## WHAT YOU HAVE TO DO
Transcribe the lines of the records starting with the one that has "[point] white shirt" in it and ending with the last, and transcribe nothing else.

[Object position labeling entries]
--- BEGIN ---

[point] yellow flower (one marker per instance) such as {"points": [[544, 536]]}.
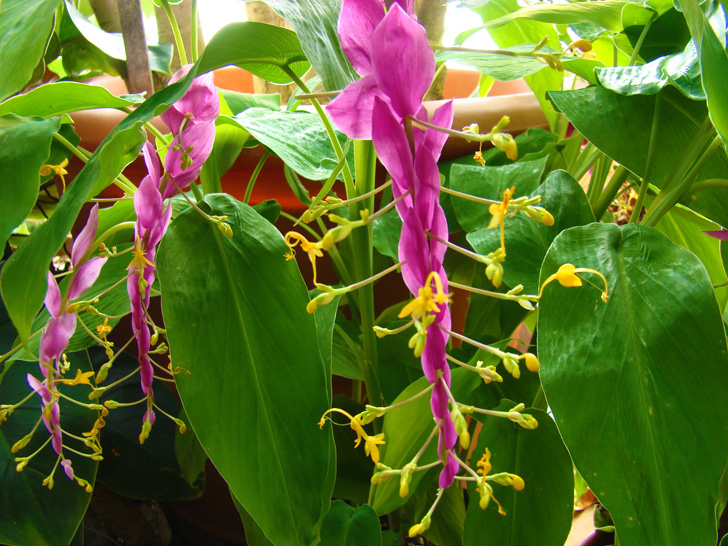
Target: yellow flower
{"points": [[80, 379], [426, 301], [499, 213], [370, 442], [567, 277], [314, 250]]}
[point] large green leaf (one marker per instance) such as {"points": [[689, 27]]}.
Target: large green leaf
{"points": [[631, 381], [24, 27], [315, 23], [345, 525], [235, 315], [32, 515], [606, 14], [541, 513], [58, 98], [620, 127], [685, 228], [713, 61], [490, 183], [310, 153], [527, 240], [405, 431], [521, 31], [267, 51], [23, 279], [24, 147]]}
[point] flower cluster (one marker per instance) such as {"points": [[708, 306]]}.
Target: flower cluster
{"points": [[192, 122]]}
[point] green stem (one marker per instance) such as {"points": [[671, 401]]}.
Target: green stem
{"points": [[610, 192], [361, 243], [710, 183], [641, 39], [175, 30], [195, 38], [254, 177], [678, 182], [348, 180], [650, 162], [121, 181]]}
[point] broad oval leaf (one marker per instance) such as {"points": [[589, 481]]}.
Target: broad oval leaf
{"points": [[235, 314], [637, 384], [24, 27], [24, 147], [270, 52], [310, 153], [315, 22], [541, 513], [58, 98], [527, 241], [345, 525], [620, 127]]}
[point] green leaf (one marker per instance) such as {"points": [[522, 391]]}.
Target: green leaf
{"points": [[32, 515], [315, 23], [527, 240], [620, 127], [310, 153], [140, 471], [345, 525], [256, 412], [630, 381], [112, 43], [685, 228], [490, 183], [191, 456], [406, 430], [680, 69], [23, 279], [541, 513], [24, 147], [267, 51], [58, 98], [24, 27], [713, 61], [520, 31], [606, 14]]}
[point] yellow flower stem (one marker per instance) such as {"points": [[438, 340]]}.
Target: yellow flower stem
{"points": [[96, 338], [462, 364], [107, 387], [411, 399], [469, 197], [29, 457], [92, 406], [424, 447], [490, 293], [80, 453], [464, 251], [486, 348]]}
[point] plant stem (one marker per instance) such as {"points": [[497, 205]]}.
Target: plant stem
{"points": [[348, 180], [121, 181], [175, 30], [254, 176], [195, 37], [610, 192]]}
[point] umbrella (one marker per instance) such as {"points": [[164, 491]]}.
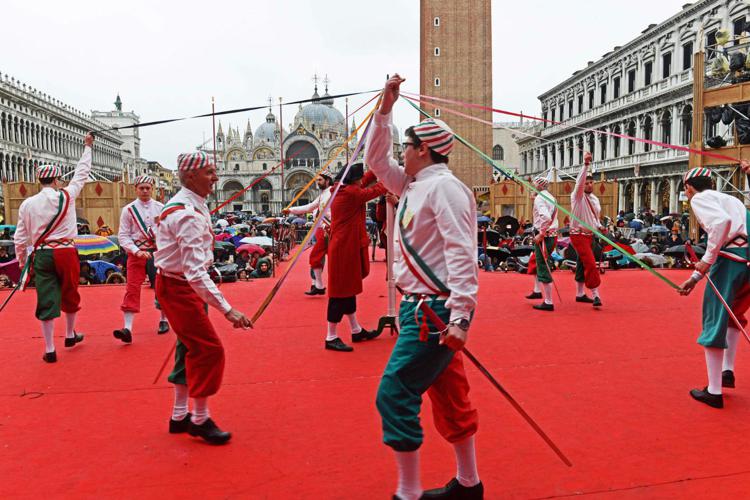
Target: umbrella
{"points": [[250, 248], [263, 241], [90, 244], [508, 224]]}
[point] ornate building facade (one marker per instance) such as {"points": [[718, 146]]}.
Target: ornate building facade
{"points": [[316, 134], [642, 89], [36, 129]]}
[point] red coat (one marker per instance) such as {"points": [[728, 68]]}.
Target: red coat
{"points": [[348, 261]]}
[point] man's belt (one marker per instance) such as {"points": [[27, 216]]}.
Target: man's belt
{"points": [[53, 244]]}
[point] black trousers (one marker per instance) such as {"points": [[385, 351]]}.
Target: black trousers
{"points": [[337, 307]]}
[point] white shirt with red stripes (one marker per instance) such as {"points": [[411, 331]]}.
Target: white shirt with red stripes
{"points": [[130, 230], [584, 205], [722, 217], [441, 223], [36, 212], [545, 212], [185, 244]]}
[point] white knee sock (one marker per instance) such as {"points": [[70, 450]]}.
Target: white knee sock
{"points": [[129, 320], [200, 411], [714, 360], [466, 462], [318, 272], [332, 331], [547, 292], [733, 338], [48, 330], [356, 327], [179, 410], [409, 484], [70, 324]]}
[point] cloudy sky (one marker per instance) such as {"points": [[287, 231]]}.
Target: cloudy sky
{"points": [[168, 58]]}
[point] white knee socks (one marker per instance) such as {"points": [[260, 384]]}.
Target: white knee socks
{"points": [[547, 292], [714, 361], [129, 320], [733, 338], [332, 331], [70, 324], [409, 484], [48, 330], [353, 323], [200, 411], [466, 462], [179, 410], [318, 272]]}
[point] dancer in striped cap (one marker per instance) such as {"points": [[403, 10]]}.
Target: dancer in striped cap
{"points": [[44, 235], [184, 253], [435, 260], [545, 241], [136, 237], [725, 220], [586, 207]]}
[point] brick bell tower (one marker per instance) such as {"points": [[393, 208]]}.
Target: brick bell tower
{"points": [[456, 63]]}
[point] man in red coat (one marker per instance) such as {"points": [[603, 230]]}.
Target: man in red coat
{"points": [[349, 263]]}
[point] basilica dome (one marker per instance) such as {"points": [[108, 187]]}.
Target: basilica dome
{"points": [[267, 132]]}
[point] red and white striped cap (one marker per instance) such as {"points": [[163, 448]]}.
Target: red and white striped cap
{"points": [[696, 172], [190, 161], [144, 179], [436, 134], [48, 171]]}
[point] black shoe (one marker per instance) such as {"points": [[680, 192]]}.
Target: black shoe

--- END ---

## ANSWER TO THE PROBLEM
[point] white shirt with red stripes (one marker per instance) such as {"points": [[411, 331]]}.
Target: white shirt with red stripes
{"points": [[130, 230], [584, 205], [722, 217], [441, 223], [36, 212], [545, 212], [185, 244]]}
[point] white knee sock (one marker per instance) such as {"points": [[70, 450]]}.
Target: white knee sock
{"points": [[129, 320], [200, 411], [714, 360], [466, 462], [318, 272], [332, 331], [547, 292], [733, 338], [48, 330], [356, 327], [179, 410], [409, 484], [70, 324]]}
[point] cloudy sky (one marker per instance) such as {"points": [[287, 231]]}.
Target: cloudy sky
{"points": [[168, 58]]}
[point] white knee socks (one marker per instance) such as {"points": [[260, 384]]}.
Target: white knee socks
{"points": [[547, 292], [714, 361], [129, 320], [733, 338], [332, 331], [70, 324], [409, 484], [48, 330], [353, 323], [200, 411], [466, 462], [179, 410], [318, 272]]}
[point] dancer in striped cap (one marker per instance) such as {"points": [[403, 10]]}.
Target: dancer in striped cap
{"points": [[44, 235], [184, 253], [435, 260], [545, 241], [136, 237], [725, 220], [586, 207]]}
[point] brick bell tower (one marker per instance) such as {"points": [[393, 208]]}.
Target: brick bell tower
{"points": [[456, 63]]}
[point] man in red coat (one marker per instance) such as {"points": [[603, 230]]}.
Target: man in red coat
{"points": [[349, 263]]}
[point] basilica dome (one marker per instance) such as {"points": [[108, 187]]}.
Target: basilica dome
{"points": [[267, 132]]}
[point] red and white striped cap (one marker per instance) such as {"points": [[163, 448]]}.
Target: red and white striped cap
{"points": [[696, 172], [190, 161], [144, 179], [436, 134], [48, 171]]}
[point] black shoe (one marker per instance) such as {"points": [[680, 192]]}.
Target: black shoe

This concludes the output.